▶ **OBJECTIVE**: Rewrite every line from the one that has "Objective — set a marker on each instance of the paved" through the end of the records, requests included. Rescale each point coordinate in the answers by multiplying it by 0.55 and rounding to the nearest whole number, with halves rounded up.

▶ **MATERIAL TO PROCESS**:

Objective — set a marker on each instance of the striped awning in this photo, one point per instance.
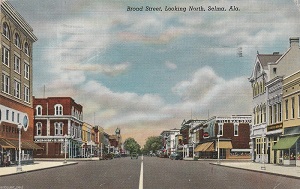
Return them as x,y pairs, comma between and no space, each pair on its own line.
285,143
225,144
5,144
205,147
24,144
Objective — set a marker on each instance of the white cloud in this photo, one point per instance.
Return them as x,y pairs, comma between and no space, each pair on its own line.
170,65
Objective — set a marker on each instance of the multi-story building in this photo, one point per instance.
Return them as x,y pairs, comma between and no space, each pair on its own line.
260,76
58,122
274,115
229,134
268,102
169,137
89,145
16,106
189,137
288,145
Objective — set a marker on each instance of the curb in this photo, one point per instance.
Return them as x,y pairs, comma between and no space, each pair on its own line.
33,170
257,171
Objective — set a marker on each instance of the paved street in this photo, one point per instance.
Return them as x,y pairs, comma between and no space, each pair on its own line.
158,173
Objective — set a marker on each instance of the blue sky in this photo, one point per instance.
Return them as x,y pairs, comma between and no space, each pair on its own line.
147,71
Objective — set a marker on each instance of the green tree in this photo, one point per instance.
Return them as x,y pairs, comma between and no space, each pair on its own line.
131,145
153,144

▶ **RESPONSE**:
Objective — set a marker on each instance of the paved street in this photo, one point per instance.
Return them as x,y pairs, comma between and no space, each pair on its own line.
87,95
Objective — set a marker on each instance of the blue sky in this photo, one point per instance.
Return them as x,y pairs, comma between and no space, each pair on its own line.
81,39
Objective — set a marker on each instance of the green tree in this photo, one point per instance.
Return them as x,y pairs, comma between and no space, each pair on its own line.
72,80
84,79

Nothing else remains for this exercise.